## [GIVEN RECORDS]
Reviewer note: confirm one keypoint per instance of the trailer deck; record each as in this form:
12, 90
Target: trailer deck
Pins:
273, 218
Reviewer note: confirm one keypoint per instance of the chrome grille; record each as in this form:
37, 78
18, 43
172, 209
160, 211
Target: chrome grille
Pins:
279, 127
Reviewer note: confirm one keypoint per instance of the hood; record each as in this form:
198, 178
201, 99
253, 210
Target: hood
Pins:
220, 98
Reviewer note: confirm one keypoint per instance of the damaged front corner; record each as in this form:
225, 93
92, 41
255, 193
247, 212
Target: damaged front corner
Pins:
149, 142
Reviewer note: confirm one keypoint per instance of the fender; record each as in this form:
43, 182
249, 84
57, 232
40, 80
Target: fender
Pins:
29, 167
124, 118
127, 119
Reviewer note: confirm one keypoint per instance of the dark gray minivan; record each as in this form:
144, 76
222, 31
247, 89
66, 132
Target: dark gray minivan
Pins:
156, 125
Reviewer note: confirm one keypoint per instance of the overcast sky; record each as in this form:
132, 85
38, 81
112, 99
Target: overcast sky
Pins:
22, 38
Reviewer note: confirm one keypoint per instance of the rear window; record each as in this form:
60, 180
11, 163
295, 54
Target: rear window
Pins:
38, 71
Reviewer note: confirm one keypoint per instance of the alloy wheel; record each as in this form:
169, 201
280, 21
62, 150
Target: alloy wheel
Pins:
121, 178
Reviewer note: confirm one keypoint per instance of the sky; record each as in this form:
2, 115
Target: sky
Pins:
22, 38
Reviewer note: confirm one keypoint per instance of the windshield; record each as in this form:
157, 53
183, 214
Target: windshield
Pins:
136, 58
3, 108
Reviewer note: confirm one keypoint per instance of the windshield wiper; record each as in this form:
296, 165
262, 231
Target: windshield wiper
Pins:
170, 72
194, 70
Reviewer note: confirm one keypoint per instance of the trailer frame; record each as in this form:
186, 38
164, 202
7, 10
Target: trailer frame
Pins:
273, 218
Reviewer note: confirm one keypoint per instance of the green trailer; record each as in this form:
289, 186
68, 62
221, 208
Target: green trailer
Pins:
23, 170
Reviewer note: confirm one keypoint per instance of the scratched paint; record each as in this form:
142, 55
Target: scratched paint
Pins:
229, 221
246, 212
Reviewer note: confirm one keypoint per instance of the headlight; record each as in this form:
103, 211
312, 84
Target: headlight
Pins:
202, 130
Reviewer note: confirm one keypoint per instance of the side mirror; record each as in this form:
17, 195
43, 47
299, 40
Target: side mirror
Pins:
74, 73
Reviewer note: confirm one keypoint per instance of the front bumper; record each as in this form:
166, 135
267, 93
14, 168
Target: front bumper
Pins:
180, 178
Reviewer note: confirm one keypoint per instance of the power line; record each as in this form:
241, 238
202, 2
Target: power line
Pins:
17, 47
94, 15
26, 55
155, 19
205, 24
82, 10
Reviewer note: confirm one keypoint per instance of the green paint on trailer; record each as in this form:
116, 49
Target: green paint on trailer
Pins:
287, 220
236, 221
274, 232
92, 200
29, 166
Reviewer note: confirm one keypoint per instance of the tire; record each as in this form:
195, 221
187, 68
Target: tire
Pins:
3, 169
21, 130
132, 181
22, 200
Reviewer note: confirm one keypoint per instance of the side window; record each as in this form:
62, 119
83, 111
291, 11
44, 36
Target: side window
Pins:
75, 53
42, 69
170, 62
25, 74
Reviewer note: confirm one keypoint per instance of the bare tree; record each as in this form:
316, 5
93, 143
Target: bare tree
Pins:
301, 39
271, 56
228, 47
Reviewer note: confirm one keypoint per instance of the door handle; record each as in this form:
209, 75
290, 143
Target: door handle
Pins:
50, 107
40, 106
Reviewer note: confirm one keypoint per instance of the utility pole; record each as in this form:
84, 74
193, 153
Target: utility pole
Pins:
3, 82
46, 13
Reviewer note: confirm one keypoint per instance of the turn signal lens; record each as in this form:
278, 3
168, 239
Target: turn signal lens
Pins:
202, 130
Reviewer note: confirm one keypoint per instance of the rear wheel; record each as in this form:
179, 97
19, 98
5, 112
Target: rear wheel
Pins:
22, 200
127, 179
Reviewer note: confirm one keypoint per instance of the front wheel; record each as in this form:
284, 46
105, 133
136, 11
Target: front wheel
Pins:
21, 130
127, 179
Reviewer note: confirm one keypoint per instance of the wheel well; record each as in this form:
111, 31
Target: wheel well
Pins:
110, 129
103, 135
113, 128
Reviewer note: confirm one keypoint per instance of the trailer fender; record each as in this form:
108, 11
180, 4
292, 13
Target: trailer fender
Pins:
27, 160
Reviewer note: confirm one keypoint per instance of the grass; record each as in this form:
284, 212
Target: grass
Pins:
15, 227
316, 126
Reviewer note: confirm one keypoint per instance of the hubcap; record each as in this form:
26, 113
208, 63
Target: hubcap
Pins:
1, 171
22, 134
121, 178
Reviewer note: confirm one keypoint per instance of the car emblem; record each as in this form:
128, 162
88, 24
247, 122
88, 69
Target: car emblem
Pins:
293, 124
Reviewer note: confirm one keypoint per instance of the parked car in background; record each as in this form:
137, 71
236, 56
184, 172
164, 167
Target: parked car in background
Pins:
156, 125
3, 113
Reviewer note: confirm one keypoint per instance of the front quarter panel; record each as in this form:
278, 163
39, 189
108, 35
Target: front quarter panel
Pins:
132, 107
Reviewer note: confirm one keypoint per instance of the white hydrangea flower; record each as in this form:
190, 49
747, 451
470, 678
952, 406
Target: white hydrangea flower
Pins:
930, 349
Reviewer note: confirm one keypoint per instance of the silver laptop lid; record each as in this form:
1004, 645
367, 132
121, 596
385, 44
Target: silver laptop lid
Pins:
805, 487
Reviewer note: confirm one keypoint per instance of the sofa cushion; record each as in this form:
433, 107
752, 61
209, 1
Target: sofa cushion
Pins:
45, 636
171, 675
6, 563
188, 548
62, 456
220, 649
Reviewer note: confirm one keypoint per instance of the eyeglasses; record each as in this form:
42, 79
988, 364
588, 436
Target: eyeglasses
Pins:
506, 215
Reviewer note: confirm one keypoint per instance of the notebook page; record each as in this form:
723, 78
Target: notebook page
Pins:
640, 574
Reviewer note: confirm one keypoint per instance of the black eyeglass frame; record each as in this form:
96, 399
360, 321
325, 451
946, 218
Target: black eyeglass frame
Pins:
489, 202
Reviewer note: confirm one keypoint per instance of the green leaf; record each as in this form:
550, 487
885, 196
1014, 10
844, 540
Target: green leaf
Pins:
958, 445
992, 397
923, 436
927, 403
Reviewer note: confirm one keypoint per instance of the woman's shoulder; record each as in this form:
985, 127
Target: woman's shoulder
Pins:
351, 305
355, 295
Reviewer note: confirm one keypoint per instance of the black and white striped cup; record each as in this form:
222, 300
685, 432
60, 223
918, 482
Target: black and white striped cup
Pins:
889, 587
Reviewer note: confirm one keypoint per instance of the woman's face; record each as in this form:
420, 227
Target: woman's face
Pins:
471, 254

## [GOAL OF THE EXERCISE]
Copy, with no alteration, the line that contains "Target: black and white striped cup" and each remaining line of the listing above.

## [EXPECTED ANSWER]
Target: black and white striped cup
Pins:
889, 587
Reviewer note: confirm one keypoint per instance of the woman's face; record each as in this form:
420, 227
Target: woman's face
Pins:
471, 254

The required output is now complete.